> EL PROBLEMA: Reproduce, por favor, sin cambiar nada, el pasaje del texto sobre el rompecabezas que va desde "-Bueno, vamos a" hasta "Prueba ésta ahora.", ambos incluidos.

> EXTRACTO DEL DOCUMENTO:
=-=-=-=-=
-¿Por aquí?

-¡No, por ahí no, por ahí no!

-Pero si entra… 

-No, no entra, ¿no ves que no vas a poder meterla?

-Sí, si empujo.

-¡No puedes hacer fuerza, tiene que entrar sola! ¡Lo que no entra no lo puedes forzar! Tienes que hacerlo con suavidad, prueba en el otro agujero.

-Bueno, vamos a probar… a ver… ¡Oh, sí, como la seda; tenías razón, ha entrado como la seda!

-Claro, de eso se trata, de que se deslice, sin hacer fuerza. – ZombiD mira el cubo-rompecabezas por todas partes, intentando encontrar la siguiente pieza para montarlo. – Con los puzles es lo que pasa: si una pieza no va ahí, no va y punto. En el momento que haces fuerza, mal asunto. Prueba ésta ahora.

    Le paso una pieza y él mira cuidadosamente dónde encaja. Enseguida sonríe y la acerca a una abertura, donde la pieza pasa casi milagrosamente entre sus hermanas y completa buena parte del cubo. 

 -¿Te has fijado que esto de los puzles… - dice ZombiD – tiene también un cierto erotismo? Vamos, cualquiera que nos hubiera oído y no supiera que hablábamos de un rompecabezas, podría pensar mal… 

-¿Tú crees? Nah… no creo que nadie fuese tan malpensado. Bueno, ¿no te importa que me quede puestos tus calzoncillos y la camiseta, verdad? – ZombiD, con el regazo tapado por la sábana, niega con la cabeza. Mientas él termina el rompecabezas, yo voy a hablaros de una película que también gira en torno a un rompecabezas: Hellraiser.
=-=-=-=-=
> EXTRACTOS DEL LISTADO:
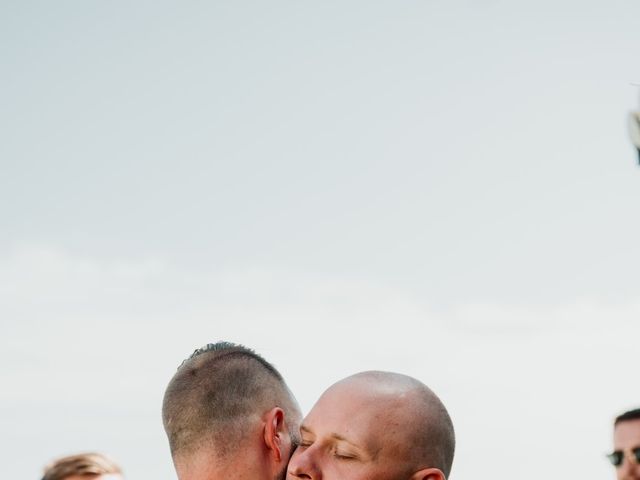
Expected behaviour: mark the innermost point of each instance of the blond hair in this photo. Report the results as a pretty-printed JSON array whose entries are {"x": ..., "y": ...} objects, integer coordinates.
[{"x": 86, "y": 464}]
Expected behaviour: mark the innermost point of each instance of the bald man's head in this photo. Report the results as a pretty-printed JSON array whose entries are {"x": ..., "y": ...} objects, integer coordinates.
[
  {"x": 391, "y": 424},
  {"x": 217, "y": 395}
]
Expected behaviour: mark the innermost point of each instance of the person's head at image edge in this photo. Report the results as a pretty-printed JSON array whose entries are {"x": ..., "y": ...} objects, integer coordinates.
[
  {"x": 626, "y": 445},
  {"x": 229, "y": 414},
  {"x": 83, "y": 466}
]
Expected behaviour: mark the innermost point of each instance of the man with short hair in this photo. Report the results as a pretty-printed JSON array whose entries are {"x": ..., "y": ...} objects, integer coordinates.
[
  {"x": 229, "y": 415},
  {"x": 84, "y": 466},
  {"x": 375, "y": 426},
  {"x": 626, "y": 445}
]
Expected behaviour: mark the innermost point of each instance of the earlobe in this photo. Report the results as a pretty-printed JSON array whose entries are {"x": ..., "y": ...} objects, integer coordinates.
[
  {"x": 428, "y": 474},
  {"x": 273, "y": 432}
]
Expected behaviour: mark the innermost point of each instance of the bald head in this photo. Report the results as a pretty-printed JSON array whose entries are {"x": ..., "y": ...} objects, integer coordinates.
[
  {"x": 421, "y": 420},
  {"x": 392, "y": 424},
  {"x": 217, "y": 395}
]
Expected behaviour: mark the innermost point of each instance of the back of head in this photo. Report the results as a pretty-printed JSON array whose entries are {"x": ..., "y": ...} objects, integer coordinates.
[
  {"x": 628, "y": 416},
  {"x": 428, "y": 434},
  {"x": 216, "y": 395},
  {"x": 89, "y": 465}
]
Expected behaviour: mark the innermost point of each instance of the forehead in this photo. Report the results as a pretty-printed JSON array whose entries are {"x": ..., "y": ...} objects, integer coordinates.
[
  {"x": 358, "y": 414},
  {"x": 627, "y": 434}
]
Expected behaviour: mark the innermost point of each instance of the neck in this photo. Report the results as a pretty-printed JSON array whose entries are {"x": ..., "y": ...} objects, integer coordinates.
[{"x": 204, "y": 465}]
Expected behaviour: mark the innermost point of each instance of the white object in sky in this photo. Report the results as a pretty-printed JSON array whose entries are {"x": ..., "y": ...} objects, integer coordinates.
[{"x": 634, "y": 130}]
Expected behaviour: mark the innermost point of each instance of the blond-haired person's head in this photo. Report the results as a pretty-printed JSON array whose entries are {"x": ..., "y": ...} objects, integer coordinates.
[{"x": 84, "y": 466}]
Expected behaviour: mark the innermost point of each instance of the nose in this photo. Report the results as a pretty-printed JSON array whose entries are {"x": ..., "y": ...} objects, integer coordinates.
[
  {"x": 303, "y": 465},
  {"x": 629, "y": 470}
]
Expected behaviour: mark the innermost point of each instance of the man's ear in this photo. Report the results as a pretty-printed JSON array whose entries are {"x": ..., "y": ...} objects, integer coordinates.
[
  {"x": 428, "y": 474},
  {"x": 275, "y": 433}
]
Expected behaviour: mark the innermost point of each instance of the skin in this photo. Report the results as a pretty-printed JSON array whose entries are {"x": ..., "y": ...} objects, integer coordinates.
[
  {"x": 264, "y": 454},
  {"x": 97, "y": 477},
  {"x": 626, "y": 435},
  {"x": 358, "y": 430}
]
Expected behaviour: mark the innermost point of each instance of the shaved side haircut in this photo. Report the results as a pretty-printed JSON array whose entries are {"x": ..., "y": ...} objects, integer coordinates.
[
  {"x": 217, "y": 394},
  {"x": 627, "y": 416}
]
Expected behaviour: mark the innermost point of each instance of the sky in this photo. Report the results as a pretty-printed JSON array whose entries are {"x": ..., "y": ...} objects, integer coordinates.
[{"x": 443, "y": 189}]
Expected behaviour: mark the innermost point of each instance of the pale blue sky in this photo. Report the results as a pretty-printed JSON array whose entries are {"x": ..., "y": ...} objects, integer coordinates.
[{"x": 449, "y": 182}]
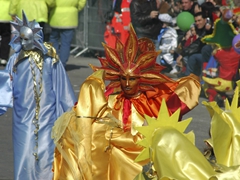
=-=-=-=-=
> RESULTADO OBTENIDO:
-Bueno, vamos a probar… a ver… ¡Oh, sí, como la seda; tenías razón, ha entrado como la seda!

-Claro, de eso se trata, de que se deslice, sin hacer fuerza. – ZombiD mira el cubo-rompecabezas por todas partes, intentando encontrar la siguiente pieza para montarlo. – Con los puzles es lo que pasa: si una pieza no va ahí, no va y punto. En el momento que haces fuerza, mal asunto. Prueba ésta ahora.